◆ **Exercise passage**:

Here is an official summary of today’s business: General Synod – Friday 10 June 2011.
Below the fold is the Primus’s introduction to the today’s discussion (in Indaba groups) of the Anglican Covenant.
Kelvin Holdsworth has continued to blog from the floor of Synod.
Today we begin our consideration of the Anglican Covenant. Next year, we shall decide whether or not we shall adopt it. This year, we explore it together through Indaba method. Canon Michael Fuller will briefly set out for you something of the content of the Covenant. My task is to set it in context – to explain why it is before us and why we need to consider it carefully.
We are a Communion of independent provinces – diverse in social, cultural and historical settings. But each of the Provinces – the Scottish Episcopal Church is no exception – is both enriched and challenged by its internal diversity. I believe that respect for our internal diversity should lead us to give this issue measured and careful consideration – the use of Indaba is one method of achieving this.

◆ **Set of tasks**:
1 > Print the part of the General Synod passage above from "Kelvin Holdsworth has" to "of achieving this.", keeping every word the same.
2 > Carry on the General Synod passage above with what comes after its last sentence.

◆ **Data extract**:
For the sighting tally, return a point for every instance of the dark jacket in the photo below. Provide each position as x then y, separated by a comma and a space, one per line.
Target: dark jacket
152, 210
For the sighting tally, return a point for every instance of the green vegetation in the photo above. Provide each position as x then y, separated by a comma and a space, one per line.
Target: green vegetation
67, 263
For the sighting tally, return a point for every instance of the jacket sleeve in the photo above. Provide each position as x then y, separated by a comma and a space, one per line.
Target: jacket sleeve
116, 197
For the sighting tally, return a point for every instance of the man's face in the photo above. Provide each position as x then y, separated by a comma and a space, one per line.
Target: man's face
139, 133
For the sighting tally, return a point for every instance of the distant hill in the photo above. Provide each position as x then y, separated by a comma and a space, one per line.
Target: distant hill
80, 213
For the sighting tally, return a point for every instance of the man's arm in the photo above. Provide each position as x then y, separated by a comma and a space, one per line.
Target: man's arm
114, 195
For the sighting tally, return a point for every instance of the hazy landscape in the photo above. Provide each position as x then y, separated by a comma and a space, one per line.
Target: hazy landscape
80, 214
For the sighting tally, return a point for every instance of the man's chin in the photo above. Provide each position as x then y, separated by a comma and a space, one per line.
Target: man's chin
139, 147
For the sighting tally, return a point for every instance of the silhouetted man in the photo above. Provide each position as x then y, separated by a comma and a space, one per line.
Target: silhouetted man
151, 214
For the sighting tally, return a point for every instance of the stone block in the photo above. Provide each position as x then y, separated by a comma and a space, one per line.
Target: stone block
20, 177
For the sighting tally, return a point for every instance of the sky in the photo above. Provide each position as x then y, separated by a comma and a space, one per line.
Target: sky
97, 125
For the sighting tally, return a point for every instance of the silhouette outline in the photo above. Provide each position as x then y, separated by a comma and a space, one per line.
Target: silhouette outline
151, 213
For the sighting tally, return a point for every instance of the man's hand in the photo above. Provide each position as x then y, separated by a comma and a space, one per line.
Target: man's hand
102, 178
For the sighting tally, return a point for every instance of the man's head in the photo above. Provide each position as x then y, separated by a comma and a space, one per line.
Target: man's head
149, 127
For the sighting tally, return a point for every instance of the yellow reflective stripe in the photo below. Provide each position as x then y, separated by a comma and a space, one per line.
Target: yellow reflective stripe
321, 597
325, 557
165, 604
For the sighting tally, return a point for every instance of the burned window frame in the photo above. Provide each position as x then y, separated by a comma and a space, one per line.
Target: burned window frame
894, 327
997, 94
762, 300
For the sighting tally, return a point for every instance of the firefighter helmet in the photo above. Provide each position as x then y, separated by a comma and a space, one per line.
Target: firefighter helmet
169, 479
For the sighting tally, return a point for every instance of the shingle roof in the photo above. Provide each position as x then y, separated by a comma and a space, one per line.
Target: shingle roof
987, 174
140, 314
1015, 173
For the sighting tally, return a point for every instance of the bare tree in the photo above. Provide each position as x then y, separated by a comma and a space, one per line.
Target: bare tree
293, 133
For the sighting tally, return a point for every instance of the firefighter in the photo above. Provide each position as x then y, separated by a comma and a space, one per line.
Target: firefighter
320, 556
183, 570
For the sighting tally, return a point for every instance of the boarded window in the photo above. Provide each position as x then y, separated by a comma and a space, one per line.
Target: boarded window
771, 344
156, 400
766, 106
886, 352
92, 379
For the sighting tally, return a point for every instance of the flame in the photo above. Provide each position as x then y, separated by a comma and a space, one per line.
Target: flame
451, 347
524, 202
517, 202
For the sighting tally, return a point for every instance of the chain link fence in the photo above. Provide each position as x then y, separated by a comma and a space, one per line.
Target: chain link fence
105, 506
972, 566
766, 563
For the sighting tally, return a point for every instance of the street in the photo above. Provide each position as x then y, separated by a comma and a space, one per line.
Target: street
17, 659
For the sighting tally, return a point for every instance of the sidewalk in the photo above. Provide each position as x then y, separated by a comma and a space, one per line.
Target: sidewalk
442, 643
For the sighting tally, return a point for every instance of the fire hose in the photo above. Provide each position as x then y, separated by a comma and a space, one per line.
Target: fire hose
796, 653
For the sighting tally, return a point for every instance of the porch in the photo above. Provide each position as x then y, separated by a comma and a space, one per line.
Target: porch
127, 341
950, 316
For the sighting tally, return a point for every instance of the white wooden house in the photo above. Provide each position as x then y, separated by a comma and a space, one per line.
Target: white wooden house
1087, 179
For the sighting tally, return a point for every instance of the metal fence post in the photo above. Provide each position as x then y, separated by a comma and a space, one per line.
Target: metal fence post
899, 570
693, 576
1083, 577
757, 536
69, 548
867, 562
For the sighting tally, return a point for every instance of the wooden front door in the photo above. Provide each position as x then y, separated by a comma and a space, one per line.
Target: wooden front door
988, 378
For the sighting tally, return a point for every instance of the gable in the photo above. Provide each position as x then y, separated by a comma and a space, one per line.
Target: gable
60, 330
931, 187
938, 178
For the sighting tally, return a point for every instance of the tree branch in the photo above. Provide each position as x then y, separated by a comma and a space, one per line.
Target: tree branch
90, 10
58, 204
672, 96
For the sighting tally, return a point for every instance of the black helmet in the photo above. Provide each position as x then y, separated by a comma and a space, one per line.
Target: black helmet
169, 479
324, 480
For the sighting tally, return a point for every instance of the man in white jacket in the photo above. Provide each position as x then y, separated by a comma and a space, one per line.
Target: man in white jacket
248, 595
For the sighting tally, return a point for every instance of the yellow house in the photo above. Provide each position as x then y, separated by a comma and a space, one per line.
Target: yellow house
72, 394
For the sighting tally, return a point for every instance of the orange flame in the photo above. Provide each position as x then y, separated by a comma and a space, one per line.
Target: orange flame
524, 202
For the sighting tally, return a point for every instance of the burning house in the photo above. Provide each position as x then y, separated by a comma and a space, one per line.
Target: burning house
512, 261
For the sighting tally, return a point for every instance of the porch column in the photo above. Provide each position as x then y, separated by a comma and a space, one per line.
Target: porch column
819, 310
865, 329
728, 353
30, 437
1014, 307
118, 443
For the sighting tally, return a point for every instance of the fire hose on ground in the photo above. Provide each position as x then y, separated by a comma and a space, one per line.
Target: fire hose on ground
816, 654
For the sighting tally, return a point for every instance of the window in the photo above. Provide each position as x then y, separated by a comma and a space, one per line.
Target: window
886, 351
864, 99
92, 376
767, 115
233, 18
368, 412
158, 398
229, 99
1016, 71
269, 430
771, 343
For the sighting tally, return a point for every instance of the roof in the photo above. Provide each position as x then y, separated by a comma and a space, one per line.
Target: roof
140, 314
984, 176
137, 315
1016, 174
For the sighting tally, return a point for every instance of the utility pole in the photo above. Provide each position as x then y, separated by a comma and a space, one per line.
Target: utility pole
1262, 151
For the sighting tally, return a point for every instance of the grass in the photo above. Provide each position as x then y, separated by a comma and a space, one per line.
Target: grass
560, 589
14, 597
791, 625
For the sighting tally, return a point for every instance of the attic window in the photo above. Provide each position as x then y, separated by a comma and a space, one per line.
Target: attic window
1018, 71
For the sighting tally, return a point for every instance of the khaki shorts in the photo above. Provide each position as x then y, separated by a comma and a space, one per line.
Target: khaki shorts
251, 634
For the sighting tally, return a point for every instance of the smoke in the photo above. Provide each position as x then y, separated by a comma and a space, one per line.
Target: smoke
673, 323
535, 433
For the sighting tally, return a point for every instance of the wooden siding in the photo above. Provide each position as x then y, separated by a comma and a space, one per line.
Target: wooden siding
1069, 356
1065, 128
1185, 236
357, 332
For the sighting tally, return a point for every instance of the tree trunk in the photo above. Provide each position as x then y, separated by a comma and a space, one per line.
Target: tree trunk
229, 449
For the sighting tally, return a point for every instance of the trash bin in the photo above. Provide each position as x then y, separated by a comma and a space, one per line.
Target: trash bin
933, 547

◆ **Per-task outputs**:
1 >
Kelvin Holdsworth has continued to blog from the floor of Synod.
Today we begin our consideration of the Anglican Covenant. Next year, we shall decide whether or not we shall adopt it. This year, we explore it together through Indaba method. Canon Michael Fuller will briefly set out for you something of the content of the Covenant. My task is to set it in context – to explain why it is before us and why we need to consider it carefully.
We are a Communion of independent provinces – diverse in social, cultural and historical settings. But each of the Provinces – the Scottish Episcopal Church is no exception – is both enriched and challenged by its internal diversity. I believe that respect for our internal diversity should lead us to give this issue measured and careful consideration – the use of Indaba is one method of achieving this.

2 >
I do not think that it is unreasonable that we should have a Covenant which sets out what it means to be part of the Anglican Communion. In former times, we spoke of bonds of affection which held us together. But times have changed. As a missional world faith, Anglicanism has been extraordinarily successful. So we now hold within our life a rich diversity of peoples and cultures. Against that background of growth, one can argue that bonds of affection can no longer be enough.
But of course it isn’t just about response to growth. The Anglican Covenant arises from the Windsor Report which in turn was a response to the dissension which arose in the Communion following the consecration of Gene Robinson as Bishop of New Hampshire. The Covenant therefore addresses the issues of Communion life not just in general but against the specific background of issues in human sexuality.
In the porch of Holy Trinity, Pitlochry, as in many of our churches, are two pictures. Alongside the baptism at Stonehaven Gaol is the consecration by the Scottish Bishops in 1784 of Samuel Seabury as the first bishop of the Episcopal Church in America. That was a foundational moment in the life of the Anglican Communion and we were at the heart of it. Our Anglican credentials are not in doubt. Nor is our commitment. The Communion matters deeply to us – as it does to all small churches. We are deeply involved in Communion life – our bishops at the Lambeth Conference, John Stuart representing us at the Anglican Consultative Council, my own membership of the Anglican Communion Standing Committee. At more informal levels, there are all the diocesan companionship links, the work of the Provincial Overseas Committee and much more.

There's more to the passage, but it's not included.